▶ **DIRECTIONS**
Copy the lines exactly. Begin at the first line of the data and stop after the line with "Provide the mask of every instance of the white baluster.".

--- --- ---

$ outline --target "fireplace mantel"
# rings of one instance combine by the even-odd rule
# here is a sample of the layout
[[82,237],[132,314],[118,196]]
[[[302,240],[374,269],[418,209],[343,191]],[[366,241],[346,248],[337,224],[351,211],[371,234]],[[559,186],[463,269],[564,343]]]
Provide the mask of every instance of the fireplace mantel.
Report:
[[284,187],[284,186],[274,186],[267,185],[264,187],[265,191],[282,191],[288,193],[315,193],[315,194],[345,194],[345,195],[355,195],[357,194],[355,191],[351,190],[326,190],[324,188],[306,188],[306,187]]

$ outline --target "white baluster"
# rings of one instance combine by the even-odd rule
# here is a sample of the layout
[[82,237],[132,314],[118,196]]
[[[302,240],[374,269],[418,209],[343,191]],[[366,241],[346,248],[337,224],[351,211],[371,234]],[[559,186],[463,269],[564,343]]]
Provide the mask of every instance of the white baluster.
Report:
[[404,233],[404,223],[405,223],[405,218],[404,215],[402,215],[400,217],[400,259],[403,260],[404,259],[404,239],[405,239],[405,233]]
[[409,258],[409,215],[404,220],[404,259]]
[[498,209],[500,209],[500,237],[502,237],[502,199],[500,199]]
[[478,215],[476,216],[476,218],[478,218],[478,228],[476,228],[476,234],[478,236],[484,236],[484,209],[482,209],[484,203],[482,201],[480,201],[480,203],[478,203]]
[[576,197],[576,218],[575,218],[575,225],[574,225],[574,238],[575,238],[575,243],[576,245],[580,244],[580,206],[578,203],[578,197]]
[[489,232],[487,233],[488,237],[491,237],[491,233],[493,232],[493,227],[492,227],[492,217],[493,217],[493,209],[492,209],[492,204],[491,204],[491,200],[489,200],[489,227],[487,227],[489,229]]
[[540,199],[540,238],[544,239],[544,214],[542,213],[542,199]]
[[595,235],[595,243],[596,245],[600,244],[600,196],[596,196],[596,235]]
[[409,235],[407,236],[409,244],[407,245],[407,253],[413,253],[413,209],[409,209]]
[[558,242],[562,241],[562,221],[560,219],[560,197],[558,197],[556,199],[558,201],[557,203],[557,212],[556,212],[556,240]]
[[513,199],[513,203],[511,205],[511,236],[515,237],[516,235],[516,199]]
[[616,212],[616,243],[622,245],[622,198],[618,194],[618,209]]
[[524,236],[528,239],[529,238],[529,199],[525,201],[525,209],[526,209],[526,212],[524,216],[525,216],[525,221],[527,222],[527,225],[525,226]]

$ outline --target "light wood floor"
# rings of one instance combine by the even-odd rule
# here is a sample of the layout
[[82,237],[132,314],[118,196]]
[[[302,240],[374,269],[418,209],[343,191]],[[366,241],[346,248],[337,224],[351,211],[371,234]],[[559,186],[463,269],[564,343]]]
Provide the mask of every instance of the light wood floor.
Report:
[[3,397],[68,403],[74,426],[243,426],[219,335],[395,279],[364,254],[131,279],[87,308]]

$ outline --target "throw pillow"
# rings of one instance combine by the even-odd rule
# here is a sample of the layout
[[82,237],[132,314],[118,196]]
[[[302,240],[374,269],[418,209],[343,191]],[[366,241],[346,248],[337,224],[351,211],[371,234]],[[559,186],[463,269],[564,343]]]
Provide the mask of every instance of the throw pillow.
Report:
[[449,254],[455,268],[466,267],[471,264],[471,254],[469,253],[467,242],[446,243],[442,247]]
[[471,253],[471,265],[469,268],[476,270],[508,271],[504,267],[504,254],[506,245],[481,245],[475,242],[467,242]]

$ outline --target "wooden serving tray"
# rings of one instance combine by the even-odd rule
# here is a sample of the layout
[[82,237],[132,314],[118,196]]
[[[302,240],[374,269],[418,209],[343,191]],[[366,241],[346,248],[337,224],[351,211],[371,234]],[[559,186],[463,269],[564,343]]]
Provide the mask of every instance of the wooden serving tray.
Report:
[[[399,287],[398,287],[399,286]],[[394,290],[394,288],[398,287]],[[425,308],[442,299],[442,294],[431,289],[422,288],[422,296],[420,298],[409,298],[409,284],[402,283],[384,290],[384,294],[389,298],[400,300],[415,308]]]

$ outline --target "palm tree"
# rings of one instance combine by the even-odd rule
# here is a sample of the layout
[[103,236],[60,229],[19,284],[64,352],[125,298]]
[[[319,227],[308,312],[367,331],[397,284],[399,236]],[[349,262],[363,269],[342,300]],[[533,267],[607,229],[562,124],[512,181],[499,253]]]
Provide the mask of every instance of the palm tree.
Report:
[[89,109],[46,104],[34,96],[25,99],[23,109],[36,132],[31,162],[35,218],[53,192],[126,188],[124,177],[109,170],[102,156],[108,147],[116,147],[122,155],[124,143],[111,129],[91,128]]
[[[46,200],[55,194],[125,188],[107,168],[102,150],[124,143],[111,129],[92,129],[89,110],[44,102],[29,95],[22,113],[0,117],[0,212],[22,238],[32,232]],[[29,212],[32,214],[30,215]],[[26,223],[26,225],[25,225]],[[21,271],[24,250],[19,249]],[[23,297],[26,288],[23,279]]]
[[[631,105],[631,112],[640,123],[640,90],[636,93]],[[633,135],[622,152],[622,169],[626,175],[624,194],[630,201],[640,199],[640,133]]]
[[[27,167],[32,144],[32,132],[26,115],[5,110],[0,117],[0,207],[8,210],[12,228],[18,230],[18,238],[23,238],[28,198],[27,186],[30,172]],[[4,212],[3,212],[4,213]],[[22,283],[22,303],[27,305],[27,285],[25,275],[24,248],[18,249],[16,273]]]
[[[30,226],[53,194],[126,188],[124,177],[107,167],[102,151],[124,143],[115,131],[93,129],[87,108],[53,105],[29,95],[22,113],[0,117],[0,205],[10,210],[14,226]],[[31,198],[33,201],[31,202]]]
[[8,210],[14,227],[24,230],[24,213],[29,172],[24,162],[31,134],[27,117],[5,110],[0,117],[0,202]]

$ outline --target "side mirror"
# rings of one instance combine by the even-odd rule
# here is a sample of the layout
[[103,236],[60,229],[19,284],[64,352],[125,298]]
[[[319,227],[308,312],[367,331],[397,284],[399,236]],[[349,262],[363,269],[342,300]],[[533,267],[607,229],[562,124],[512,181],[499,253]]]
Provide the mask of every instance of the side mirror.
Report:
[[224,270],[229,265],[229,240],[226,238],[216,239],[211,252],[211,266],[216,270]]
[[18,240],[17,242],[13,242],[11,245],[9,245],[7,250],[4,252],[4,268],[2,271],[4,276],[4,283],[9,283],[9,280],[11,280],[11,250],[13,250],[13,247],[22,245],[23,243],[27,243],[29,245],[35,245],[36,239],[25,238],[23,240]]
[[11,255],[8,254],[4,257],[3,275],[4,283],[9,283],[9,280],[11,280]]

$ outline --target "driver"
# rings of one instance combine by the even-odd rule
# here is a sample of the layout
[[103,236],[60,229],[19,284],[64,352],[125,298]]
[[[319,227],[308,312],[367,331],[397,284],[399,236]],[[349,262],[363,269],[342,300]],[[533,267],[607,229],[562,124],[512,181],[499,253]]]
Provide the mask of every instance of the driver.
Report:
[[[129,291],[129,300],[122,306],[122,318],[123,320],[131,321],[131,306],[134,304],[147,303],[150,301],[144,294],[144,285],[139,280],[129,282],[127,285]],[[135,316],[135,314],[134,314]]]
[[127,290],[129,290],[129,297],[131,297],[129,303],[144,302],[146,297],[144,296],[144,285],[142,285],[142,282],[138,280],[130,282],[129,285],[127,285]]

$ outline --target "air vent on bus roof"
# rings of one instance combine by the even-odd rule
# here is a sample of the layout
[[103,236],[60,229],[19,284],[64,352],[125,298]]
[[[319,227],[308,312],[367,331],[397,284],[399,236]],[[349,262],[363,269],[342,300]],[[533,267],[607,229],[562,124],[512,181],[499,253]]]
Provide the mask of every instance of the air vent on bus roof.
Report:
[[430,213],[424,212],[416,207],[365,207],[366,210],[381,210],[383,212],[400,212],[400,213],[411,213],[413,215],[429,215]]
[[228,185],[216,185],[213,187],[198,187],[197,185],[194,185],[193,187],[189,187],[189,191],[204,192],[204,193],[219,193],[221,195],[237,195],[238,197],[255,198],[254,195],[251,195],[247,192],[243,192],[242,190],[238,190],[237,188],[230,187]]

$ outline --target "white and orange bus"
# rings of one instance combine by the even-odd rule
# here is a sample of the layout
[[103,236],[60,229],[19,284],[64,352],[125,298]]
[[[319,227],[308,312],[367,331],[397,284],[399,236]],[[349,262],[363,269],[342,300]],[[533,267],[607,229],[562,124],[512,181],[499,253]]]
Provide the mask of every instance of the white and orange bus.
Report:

--- --- ---

▶ **PROBLEM SOLUTION**
$ outline --target "fireplace mantel"
# rings of one instance combine by the even-odd rule
# here is a sample of the layout
[[82,237],[132,314],[118,196]]
[[[302,240],[374,269],[418,209],[343,191]],[[366,241],[346,248],[337,224],[351,211],[371,234]],[[559,186],[463,269],[564,343]]]
Provide the mask of every instance of the fireplace mantel.
Report:
[[284,187],[284,186],[274,186],[267,185],[264,187],[265,191],[282,191],[288,193],[315,193],[315,194],[345,194],[345,195],[355,195],[357,194],[355,191],[351,190],[326,190],[324,188],[306,188],[306,187]]

$ outline --target "white baluster"
# rings of one instance combine by the even-odd rule
# here is a sample of the layout
[[82,237],[132,314],[118,196]]
[[[302,240],[374,269],[418,209],[343,191]],[[366,241],[346,248],[337,224],[351,211],[371,234]],[[559,186],[463,269],[564,343]]]
Provide the mask of every instance of the white baluster.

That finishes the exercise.